EXTRACTED RECORDS below:

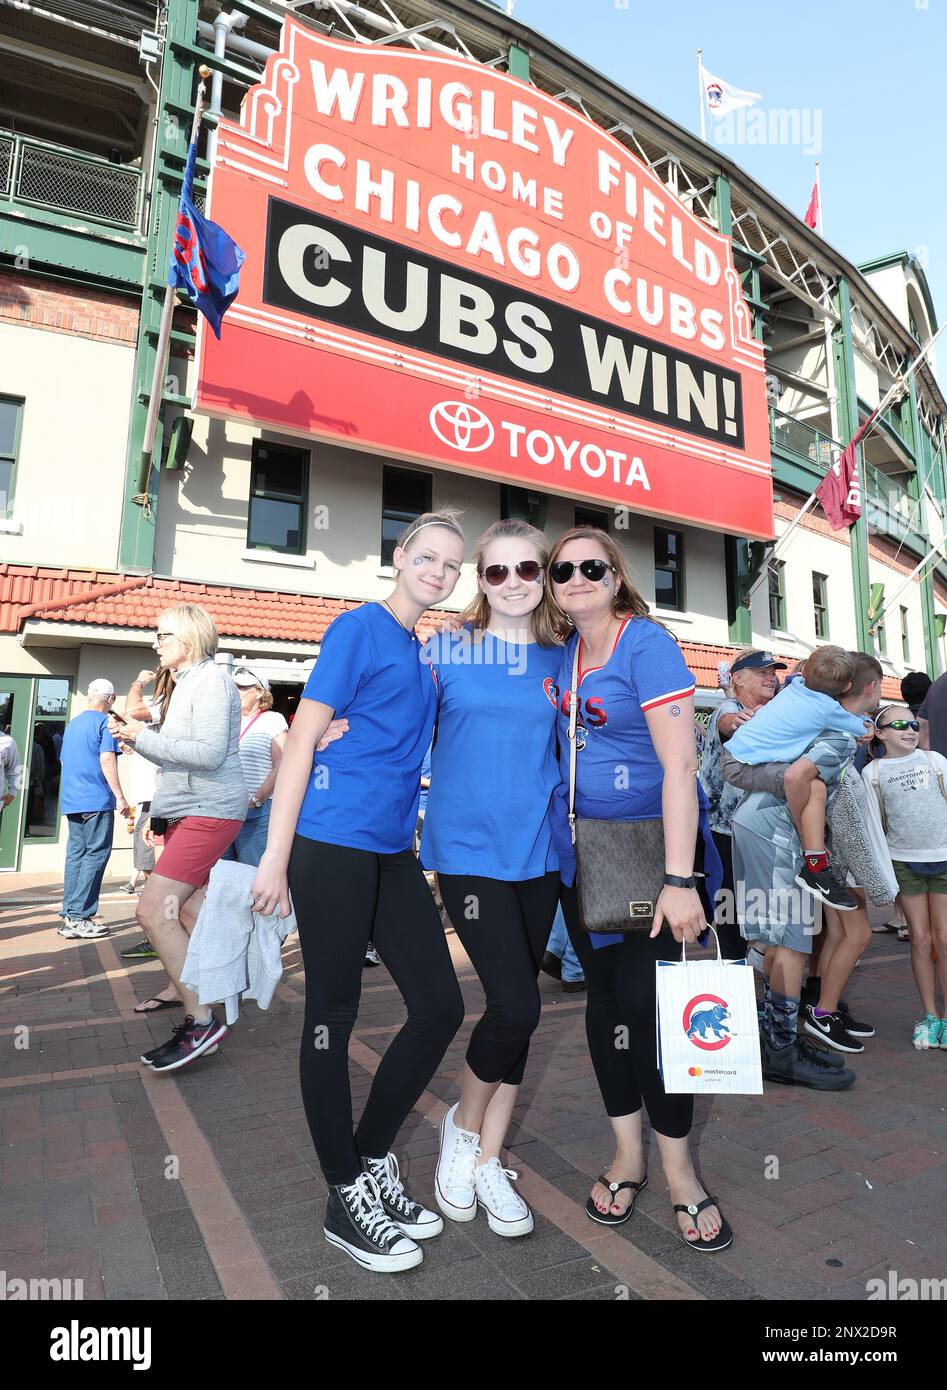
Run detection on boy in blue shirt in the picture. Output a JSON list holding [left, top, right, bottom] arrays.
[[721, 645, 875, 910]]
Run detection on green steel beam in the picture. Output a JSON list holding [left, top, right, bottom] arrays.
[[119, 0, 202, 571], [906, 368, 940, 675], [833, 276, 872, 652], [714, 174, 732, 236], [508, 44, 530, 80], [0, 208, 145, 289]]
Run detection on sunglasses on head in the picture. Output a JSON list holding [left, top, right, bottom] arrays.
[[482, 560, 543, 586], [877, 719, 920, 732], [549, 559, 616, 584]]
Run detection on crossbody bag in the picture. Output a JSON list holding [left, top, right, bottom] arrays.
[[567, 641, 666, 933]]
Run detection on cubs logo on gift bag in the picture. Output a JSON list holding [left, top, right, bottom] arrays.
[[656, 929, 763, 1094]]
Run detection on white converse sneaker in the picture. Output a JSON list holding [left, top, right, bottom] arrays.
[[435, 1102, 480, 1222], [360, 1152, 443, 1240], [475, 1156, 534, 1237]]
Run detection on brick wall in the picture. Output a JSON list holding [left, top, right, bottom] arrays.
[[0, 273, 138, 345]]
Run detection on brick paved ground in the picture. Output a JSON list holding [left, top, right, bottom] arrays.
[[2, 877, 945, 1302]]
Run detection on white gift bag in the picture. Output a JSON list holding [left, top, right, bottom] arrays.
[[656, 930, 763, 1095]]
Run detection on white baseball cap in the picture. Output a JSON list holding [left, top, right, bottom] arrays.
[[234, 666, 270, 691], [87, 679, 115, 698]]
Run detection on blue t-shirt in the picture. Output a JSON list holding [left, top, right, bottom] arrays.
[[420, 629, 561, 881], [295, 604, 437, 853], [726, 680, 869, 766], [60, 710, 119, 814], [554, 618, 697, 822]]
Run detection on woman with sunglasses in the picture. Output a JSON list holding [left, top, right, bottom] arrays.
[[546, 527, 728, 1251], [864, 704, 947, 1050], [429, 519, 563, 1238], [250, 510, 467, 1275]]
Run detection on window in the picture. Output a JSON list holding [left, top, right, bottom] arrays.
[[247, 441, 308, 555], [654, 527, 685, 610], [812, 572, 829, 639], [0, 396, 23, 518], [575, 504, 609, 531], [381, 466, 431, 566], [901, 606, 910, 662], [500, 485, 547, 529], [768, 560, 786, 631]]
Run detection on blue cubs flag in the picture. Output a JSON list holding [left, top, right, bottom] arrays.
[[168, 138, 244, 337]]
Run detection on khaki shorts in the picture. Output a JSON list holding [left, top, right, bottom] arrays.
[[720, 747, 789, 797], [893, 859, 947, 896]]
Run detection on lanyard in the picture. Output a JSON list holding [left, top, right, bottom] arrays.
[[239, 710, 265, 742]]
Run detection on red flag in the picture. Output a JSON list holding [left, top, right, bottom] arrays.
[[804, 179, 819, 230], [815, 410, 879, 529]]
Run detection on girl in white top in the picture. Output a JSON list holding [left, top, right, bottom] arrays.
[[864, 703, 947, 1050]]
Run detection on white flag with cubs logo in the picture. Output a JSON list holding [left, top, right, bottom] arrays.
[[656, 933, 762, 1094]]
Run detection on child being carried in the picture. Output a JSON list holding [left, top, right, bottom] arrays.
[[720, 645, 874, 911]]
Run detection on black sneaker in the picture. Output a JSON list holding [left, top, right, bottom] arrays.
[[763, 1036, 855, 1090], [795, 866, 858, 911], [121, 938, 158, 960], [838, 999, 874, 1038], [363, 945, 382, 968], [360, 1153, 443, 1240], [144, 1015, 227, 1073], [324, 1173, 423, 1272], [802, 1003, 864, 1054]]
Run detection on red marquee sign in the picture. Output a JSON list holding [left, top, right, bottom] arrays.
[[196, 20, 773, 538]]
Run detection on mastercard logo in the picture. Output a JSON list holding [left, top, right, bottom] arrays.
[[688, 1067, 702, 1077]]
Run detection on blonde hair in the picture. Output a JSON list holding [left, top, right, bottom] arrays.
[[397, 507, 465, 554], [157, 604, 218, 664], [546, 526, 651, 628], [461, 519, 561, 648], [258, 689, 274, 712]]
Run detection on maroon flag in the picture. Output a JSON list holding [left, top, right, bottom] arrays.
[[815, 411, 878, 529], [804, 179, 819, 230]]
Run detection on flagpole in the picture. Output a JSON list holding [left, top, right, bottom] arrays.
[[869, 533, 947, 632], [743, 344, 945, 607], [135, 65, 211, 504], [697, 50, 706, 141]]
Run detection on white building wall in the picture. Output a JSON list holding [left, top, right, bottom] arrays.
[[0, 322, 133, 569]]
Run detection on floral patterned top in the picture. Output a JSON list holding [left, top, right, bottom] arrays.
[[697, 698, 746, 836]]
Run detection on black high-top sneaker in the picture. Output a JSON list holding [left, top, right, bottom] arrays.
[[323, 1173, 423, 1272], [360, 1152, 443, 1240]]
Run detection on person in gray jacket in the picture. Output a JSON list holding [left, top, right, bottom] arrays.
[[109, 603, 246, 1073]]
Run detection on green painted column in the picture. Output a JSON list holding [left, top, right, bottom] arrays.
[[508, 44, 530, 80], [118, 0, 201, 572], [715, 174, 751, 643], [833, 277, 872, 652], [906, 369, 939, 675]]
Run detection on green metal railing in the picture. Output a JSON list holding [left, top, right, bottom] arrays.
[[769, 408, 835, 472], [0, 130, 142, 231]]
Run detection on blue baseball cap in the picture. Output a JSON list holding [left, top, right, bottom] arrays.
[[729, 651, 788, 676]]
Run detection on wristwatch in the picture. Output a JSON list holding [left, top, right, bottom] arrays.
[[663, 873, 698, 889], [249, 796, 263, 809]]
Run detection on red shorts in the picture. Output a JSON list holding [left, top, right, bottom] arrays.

End of EXTRACTED RECORDS.

### WHAT TO PRODUCE:
Everything in the listing should be copied exactly, apart from the images it holds.

### SOLUTION FOR THIS TASK:
Run detection on boy in blue shirt in the picture. Output a JSON list holding [left, top, right, bottom] arrays.
[[721, 645, 875, 910]]
Run detection on green steel beam in the picture. Output a JSON list holding [left, top, right, bottom] arrays.
[[119, 0, 202, 571], [906, 368, 940, 675], [833, 276, 872, 652], [714, 174, 732, 236], [508, 44, 530, 80], [0, 208, 145, 289]]
Run detection on sunglasses on head in the picture. Output a JSON list holding [left, top, right, bottom] arrays.
[[482, 560, 543, 586], [877, 719, 920, 732], [549, 559, 616, 584]]
Run detection on crossbody bag in the picture. Output a JSON list holding [left, top, right, bottom] arrays.
[[567, 641, 666, 933]]
Run detection on cubs logo on gift bag in the picture. Output a JSON list holding [left, top, right, bottom] arrays.
[[656, 929, 763, 1094]]
Run detection on white converse sneaker in the picture. Output a JSON list holding [left, top, right, bottom] arrays.
[[435, 1102, 480, 1222], [360, 1152, 443, 1240], [475, 1156, 534, 1237]]
Run detection on brick wall in the picture. Output a JSON list holding [left, top, right, bottom] arrays.
[[0, 273, 138, 345]]
Run detection on brick paved ground in the picture. Output a JSON list holding [left, top, right, bottom] arrays.
[[2, 877, 945, 1302]]
Run detection on white gift bag in the picture. Output a JSON list holding [left, top, right, bottom] arrays.
[[656, 930, 763, 1095]]
Run detection on white baseball cap in the picture. Output a JSON list holding [left, top, right, bottom] arrays.
[[234, 666, 270, 691], [87, 679, 115, 698]]
Run detection on blue t-shirt in the picture. Output a JSON list holding [left, top, right, bottom] arrays.
[[420, 629, 561, 881], [295, 604, 437, 853], [726, 680, 869, 766], [60, 710, 119, 814], [554, 618, 697, 822]]
Run detection on woman with sunglasses in the picture. Output a JSON list holding [left, top, right, bottom] arrays.
[[546, 527, 728, 1251], [864, 704, 947, 1050], [429, 519, 563, 1238], [250, 510, 467, 1275]]
Run detection on window in the picture. Output a JSON list holding [left, top, right, bottom] arrays.
[[247, 441, 308, 555], [654, 527, 685, 610], [812, 572, 829, 639], [0, 396, 23, 518], [575, 504, 609, 531], [381, 466, 431, 566], [901, 606, 910, 662], [500, 485, 547, 529], [768, 560, 786, 631]]
Run detection on blue cubs flag in the picture. Output a JSON list holding [left, top, right, bottom] arrays.
[[168, 138, 244, 337]]
Run detection on khaki shorts in the picture. Output a JSON list holding [left, top, right, bottom] arrays.
[[720, 747, 789, 797], [893, 859, 947, 896]]
Run detection on lanyard in the picture. Output a JSON list holding [left, top, right, bottom] arrays.
[[239, 710, 265, 742]]
Run detection on red flag in the picture. Output a JSON list holding [left, top, right, bottom] arrays.
[[804, 179, 819, 230], [815, 410, 879, 529]]
Run detection on girl in white top in the picture. Output a JSON list holding [left, top, right, bottom] arrays.
[[864, 703, 947, 1050]]
Run detection on white flag with cubs logo in the picture. Output a JSON list holding [left, top, right, bottom] arrays.
[[656, 933, 762, 1094]]
Run detection on child being carried in the picture. Output a JSON list holding [left, top, right, bottom] arrays.
[[720, 645, 874, 911]]
Run detection on black sneaker in the picture. Output a JSON list holding [left, top, right, bottom] arrays.
[[763, 1036, 855, 1090], [795, 866, 858, 911], [121, 938, 158, 960], [838, 999, 874, 1038], [363, 945, 382, 968], [360, 1153, 443, 1240], [144, 1015, 227, 1073], [324, 1173, 423, 1272], [802, 1003, 864, 1054]]
Run detection on red marquee sign in the picture. Output a JSON list holding [left, top, right, bottom] arrays.
[[196, 20, 773, 538]]
Run detection on mastercard logo in the picture. Output a JSON list holding [left, top, right, bottom] arrays.
[[688, 1067, 702, 1077]]
Run detection on blonde hair in the picture. Output a JSON list holding [left, top, right, bottom] arrays.
[[397, 507, 465, 554], [157, 604, 218, 664], [546, 526, 651, 628], [461, 519, 561, 648], [258, 689, 274, 712]]
Run detection on maroon flag in the picture. Output a JSON list holding [left, top, right, bottom] arrays.
[[815, 411, 878, 529], [804, 179, 819, 230]]
Run detection on flagpole in the picture. Output a JSON list holding [left, top, right, bottom] arrays.
[[869, 533, 947, 632], [743, 344, 945, 607], [135, 65, 211, 504], [697, 50, 706, 141]]
Run detection on white building wall in the picture. Output a JSON list holding [left, top, right, bottom] arrays.
[[0, 322, 133, 569]]
Run detection on floral patterned top in the picture. Output a JSON list holding [left, top, right, bottom] arrays.
[[697, 698, 746, 836]]
Run detection on black high-top sneaker in the picture. Output a JSON list holding [left, top, right, bottom] arrays.
[[323, 1173, 423, 1272], [360, 1152, 443, 1240]]
Run detection on person in gray jacket in the picture. Output a JSON list holding [left, top, right, bottom] arrays.
[[109, 603, 246, 1073]]
Run detection on green painted column in the picture. Output a JSON list holding [left, top, right, bottom] arrays.
[[508, 44, 530, 80], [118, 0, 201, 572], [715, 174, 751, 643], [833, 277, 872, 652], [906, 369, 939, 675]]
Run detection on green metal railing in the picture. Output a JSON list holding [left, top, right, bottom] arrays.
[[769, 408, 835, 472], [0, 130, 142, 231]]
Run detection on blue baseball cap in the picture. Output a JSON list holding [left, top, right, bottom] arrays.
[[729, 651, 788, 676]]
Run detection on wristwatch in the picture. Output a JSON list holding [left, top, right, bottom] arrays.
[[663, 873, 698, 889], [249, 796, 263, 809]]
Run detection on red shorts in the picture. Output a JSON list holding [left, top, right, bottom] arrays.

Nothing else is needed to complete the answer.